[WHAT IS NEEDED]: Write out exactly the lines of the entries below from the one holding "[locate] side mirror" to the one holding "[locate] asphalt pavement", inclusive, and leave out all other lines.

####

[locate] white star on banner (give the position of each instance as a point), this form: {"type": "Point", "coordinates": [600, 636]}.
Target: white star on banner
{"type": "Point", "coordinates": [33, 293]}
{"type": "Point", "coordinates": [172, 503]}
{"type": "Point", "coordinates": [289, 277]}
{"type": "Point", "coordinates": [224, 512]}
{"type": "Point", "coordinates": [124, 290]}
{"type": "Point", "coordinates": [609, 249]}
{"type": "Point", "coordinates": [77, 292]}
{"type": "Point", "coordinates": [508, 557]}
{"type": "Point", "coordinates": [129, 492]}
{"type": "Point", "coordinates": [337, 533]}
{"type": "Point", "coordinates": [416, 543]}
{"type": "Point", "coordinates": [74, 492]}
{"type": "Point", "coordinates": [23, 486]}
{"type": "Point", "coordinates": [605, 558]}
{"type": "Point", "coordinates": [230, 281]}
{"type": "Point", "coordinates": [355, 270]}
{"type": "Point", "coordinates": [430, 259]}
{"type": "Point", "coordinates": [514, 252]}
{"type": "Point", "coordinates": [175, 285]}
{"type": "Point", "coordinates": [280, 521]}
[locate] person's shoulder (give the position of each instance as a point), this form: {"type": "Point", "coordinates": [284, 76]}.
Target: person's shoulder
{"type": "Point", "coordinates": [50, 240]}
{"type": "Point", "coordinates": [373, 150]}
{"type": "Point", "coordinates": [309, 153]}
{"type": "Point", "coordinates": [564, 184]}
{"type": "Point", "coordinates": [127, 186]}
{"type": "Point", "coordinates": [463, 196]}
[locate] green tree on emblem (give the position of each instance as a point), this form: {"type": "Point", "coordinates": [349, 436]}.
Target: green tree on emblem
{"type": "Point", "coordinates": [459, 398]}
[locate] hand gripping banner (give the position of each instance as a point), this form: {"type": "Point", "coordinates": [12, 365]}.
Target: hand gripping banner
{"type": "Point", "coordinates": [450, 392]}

####

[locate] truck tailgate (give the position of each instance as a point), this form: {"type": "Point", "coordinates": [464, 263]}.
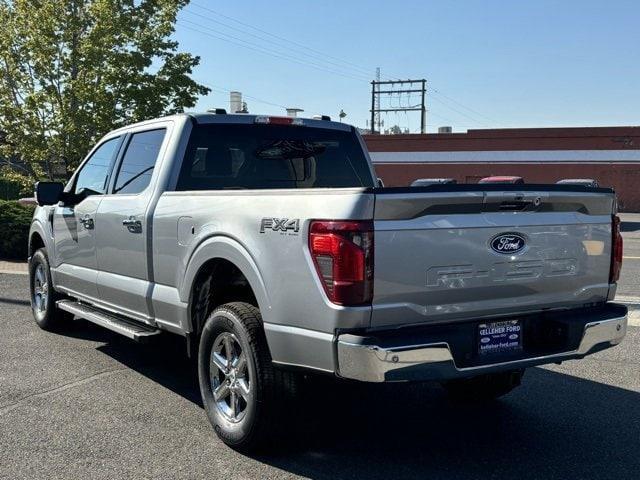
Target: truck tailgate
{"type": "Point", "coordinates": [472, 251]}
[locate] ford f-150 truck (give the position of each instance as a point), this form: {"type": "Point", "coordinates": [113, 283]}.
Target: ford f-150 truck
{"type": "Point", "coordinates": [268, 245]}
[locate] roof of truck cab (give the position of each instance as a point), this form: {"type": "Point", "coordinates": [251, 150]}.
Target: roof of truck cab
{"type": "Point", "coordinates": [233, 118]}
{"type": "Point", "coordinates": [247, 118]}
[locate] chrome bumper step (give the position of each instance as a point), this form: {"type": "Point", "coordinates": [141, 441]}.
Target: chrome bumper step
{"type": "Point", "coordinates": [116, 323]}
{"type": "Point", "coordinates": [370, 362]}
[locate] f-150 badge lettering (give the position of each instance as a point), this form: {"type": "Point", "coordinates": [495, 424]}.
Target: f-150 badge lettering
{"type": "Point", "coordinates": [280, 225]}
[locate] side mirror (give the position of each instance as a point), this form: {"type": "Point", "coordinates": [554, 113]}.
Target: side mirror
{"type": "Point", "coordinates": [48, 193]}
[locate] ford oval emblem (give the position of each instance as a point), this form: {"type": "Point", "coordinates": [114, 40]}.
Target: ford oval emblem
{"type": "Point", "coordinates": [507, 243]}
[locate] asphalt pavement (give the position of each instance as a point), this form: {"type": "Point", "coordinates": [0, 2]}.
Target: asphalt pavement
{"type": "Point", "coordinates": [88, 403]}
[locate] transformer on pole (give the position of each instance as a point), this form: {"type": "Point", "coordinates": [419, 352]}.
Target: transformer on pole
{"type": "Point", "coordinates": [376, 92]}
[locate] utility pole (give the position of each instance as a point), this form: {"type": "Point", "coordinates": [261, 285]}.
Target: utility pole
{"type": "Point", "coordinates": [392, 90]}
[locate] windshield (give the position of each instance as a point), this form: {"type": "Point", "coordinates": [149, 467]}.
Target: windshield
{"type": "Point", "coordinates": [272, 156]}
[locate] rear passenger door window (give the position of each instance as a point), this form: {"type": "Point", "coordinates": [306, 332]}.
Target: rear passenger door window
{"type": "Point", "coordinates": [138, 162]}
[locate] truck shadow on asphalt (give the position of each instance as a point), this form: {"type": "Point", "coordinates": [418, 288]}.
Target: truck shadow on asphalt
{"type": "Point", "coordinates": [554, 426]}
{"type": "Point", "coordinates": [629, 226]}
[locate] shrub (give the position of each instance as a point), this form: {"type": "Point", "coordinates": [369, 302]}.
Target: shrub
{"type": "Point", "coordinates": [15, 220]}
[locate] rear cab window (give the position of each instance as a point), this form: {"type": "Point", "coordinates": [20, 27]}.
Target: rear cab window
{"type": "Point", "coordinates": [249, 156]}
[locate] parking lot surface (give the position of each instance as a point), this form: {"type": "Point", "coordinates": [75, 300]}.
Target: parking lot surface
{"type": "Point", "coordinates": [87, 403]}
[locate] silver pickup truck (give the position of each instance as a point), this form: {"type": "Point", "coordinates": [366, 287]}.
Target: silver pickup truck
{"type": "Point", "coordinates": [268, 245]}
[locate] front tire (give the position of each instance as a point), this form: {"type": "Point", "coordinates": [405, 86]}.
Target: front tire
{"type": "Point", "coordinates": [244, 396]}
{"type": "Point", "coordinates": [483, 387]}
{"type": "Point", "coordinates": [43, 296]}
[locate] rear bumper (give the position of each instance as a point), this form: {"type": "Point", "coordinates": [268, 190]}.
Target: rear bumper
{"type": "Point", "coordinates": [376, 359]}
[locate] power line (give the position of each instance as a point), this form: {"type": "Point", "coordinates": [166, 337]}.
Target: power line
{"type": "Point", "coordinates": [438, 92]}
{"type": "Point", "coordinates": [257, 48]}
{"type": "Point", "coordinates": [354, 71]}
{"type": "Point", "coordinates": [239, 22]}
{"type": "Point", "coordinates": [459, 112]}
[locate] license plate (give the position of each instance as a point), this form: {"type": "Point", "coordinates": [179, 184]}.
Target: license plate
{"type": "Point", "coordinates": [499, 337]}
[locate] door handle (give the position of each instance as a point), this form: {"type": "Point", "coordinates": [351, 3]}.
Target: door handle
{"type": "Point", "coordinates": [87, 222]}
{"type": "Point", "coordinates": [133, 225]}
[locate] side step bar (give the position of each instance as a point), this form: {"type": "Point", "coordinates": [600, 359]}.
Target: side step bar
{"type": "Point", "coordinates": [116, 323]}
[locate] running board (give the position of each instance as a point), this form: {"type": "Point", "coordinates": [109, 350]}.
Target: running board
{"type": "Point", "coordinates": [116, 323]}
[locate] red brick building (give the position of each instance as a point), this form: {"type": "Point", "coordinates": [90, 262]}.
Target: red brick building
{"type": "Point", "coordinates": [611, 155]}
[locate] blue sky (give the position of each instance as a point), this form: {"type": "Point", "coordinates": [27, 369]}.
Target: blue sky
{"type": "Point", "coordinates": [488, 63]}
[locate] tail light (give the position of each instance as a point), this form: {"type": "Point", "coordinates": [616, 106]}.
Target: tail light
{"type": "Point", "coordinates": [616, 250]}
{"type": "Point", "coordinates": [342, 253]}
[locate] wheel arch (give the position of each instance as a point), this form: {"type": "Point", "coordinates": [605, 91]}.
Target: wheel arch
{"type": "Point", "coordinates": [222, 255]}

####

[RESPONSE AREA]:
[locate] side mirror (give the position of each instance as a point), this form: {"type": "Point", "coordinates": [554, 113]}.
Target: side mirror
{"type": "Point", "coordinates": [48, 193]}
[locate] ford oval emblem (give the position of each instance as a point), this form: {"type": "Point", "coordinates": [114, 40]}.
Target: ford oval emblem
{"type": "Point", "coordinates": [507, 243]}
[locate] asphalt pavement (give the position of each instance as a point), this form: {"type": "Point", "coordinates": [0, 2]}.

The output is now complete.